(Task): Reproduce verbatim the rows below, starting at the line that contains "line in the photo above. Give pixel coordinates." and ending at the final line of the rows.
***** Given records
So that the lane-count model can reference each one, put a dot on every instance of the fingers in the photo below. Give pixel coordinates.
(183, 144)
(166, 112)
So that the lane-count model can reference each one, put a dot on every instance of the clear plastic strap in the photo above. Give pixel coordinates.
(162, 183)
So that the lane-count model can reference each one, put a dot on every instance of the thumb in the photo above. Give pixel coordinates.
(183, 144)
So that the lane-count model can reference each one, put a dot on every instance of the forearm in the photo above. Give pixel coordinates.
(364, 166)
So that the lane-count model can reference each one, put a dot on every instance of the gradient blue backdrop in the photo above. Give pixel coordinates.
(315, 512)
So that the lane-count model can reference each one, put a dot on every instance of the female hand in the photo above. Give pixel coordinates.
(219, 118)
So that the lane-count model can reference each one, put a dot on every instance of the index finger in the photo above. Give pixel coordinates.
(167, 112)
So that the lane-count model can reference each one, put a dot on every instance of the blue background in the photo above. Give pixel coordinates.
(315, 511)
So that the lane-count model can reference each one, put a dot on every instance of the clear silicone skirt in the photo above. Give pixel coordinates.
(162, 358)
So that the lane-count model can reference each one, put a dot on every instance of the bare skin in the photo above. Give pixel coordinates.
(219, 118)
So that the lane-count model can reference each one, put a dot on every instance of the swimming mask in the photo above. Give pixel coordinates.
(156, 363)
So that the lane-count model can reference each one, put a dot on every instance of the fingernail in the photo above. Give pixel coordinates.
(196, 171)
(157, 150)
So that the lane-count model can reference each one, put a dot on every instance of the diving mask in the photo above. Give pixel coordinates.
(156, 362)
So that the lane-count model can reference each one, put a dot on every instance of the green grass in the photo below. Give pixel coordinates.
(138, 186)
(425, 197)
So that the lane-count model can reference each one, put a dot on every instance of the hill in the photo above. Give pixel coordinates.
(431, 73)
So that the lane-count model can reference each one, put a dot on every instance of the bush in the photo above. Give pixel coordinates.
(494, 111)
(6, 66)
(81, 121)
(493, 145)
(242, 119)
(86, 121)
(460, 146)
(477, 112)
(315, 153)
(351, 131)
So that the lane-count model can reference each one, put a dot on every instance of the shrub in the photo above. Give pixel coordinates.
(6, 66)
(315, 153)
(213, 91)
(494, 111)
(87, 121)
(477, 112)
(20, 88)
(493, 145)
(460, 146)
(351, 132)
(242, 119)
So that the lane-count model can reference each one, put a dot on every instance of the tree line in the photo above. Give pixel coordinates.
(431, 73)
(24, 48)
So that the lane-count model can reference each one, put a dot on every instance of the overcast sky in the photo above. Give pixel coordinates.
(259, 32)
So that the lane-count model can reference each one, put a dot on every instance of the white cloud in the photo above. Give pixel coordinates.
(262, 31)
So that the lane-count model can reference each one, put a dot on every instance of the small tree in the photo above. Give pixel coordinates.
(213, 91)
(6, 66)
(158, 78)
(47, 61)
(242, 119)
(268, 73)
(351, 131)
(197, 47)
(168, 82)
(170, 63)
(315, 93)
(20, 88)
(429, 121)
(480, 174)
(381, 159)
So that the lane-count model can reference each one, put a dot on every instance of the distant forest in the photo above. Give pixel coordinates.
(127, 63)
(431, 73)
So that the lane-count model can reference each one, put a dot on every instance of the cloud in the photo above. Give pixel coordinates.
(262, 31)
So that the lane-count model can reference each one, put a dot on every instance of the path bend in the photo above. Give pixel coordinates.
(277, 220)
**********
(The completed task):
So that the lane-count model can reference each one, put a dot on every instance of the tree line in the photo above. Give pixel coordinates.
(431, 73)
(24, 48)
So that the lane-count model can reference each one, put a dot on every instance of the overcast sky in the photo above. Give pixel coordinates.
(259, 32)
So that the lane-count model can reference each one, put a dot on every instance of the white cloud in the photo above. Give pixel coordinates.
(262, 31)
So that the lane-count model can reference each one, put a dot on every instance of the small tree in the photo above. Give pixel coordinates.
(213, 91)
(6, 66)
(158, 78)
(47, 61)
(242, 119)
(268, 73)
(351, 131)
(197, 47)
(168, 82)
(170, 63)
(315, 93)
(20, 88)
(429, 121)
(480, 174)
(381, 159)
So that the lane-count model can reference each one, put a dot on every instance of the distant forest in the photo above. Give pixel coordinates.
(127, 63)
(431, 73)
So that the lane-count model can reference each one, put a dot on every instance of the cloud in the photo above. Give pixel coordinates.
(262, 31)
So that the lane-count model can reference each one, put a dot on every instance of the path bend in the photo above. Give pixel coordinates.
(277, 220)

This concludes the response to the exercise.